‘It was the only place they could go in and dance and party and skate.’ The legacy of Hattie Louise Neblett

February 4, 2022 | 12:09 am

Updated February 3, 2022 | 11:08 pm

In honor of Black History Month, Owensboro Times is providing the historic stories behind the names of some of the City’s locations, and behind some who haven’t received similar notoriety. The Kentucky Room of Daviess County Public Library helped with sources for the stories.

In the 1930s, the young couple of Dr. Reginald Claypool Neblett and Hattie Louise Neblett came to Owensboro for the first time, and their first day was rather unordinary.

Reginald (who hailed from Clarksville, Tennessee) was stopping in town at a drugstore to ask for directions. While talking with the pharmacist, a man came into the store pleading for a doctor, as his friend had been shot down the street.

Immediately, Reginald went to work to help the man.

Shortly after that incident, he and his wife settled in the town and opened up practice shortly after. Reginald later became the first Black physician in Owensboro, serving the city in the way he had from the start.

Reginald’s first day was a time of service, and Hattie’s was rather similar — for different reasons, however.

Hattie, born in Georgia, taught music and home economics at a local elementary school. While teaching and being in the community, she noticed that several of the Black children needed a safe haven to go after school. It wasn’t too long after that Reginald moved his practice into his home, and Hattie formed this safe haven in her basement on Elm Street.

The year was 1936 when Hattie was officially elected the president of the Community Recreation Council. Over time several children would come into their basement and eventually, Hattie noted a shift was needed to provide for all of the children.

For the next 6 years, they rotated between churches and schools to plan and host the coming week’s events. It wasn’t until 1940 that they moved into a warehouse on the corner of 5th Street and Elm Street, where they have been ever since — technically.

“It was a terrible looking place,” Hattie said in an interview with the Messenger-Inquirer newspaper in 1978. “People were saying ‘Why did you all buy that? You can’t do anything with it.’ But we were just so pleased. We thought we had something and of course, the kids did, too. It was the only place they could go in and dance and party and skate.”

Over time, the community center was known by many names: “a wholesome place” for parents to leave their children, an “inter-racial head start nursery program” — but the fact of being a safe haven for the children in the community rang true for Hattie.

Hattie and the council planned events constantly, bringing crowds to the community center to play ping pong, bowl, have choir practice, and many other activities.

Throughout all of the events and years, Hattie remained the president of the center from 1936 to 1973. And after almost 40 years of service, the Center received the Janes Addams Medal from the National Federation of Settlements and Neighborhood Centers in May of 1978. She and her husband were amongst the nominees across the country.

A few months later, Reginald suffered from a stroke while working at the hospital. While hospitalized, he died from a second stroke on July 17, 1978, at the age of 79.

* **Data excerpts**:

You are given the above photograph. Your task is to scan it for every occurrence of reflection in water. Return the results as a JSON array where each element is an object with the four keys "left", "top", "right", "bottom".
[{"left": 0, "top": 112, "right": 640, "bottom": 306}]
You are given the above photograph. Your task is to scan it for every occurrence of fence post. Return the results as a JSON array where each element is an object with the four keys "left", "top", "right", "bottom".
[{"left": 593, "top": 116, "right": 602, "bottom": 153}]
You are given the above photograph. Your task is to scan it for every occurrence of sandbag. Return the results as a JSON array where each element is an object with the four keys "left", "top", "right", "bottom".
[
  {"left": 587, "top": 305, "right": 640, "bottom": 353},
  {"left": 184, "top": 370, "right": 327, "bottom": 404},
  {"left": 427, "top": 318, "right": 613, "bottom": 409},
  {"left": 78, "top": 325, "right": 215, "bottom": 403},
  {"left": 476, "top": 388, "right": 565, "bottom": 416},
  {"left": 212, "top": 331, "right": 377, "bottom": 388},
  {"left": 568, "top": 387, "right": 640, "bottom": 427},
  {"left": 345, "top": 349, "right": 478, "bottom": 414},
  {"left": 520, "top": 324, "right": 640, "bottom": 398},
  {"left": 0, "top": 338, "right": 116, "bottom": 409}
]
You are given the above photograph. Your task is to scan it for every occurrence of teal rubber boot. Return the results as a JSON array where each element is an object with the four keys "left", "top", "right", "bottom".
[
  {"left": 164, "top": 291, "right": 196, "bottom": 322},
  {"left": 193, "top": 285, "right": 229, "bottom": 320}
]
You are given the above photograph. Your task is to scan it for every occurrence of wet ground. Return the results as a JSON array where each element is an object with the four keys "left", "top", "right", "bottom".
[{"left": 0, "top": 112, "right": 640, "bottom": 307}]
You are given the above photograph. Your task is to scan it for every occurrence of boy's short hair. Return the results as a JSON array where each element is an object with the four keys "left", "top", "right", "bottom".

* **What you will do**:
A) Answer these questions using the article on Hattie Louise Neblett.
(i) What subjects did Hattie teach at the local elementary school?
(ii) In what year was Hattie officially elected president of the Community Recreation Council?
(iii) Where was the warehouse that the center moved into in 1940?
B) Write out the article on Hattie Louise Neblett word for word, from "Throughout all of" down to "the age of 79.".

* **Solutions to the tasks**:
A)
(i) Music and home economics.
(ii) 1936.
(iii) On the corner of 5th Street and Elm Street.

B)
Throughout all of the events and years, Hattie remained the president of the center from 1936 to 1973. And after almost 40 years of service, the Center received the Janes Addams Medal from the National Federation of Settlements and Neighborhood Centers in May of 1978. She and her husband were amongst the nominees across the country.

A few months later, Reginald suffered from a stroke while working at the hospital. While hospitalized, he died from a second stroke on July 17, 1978, at the age of 79.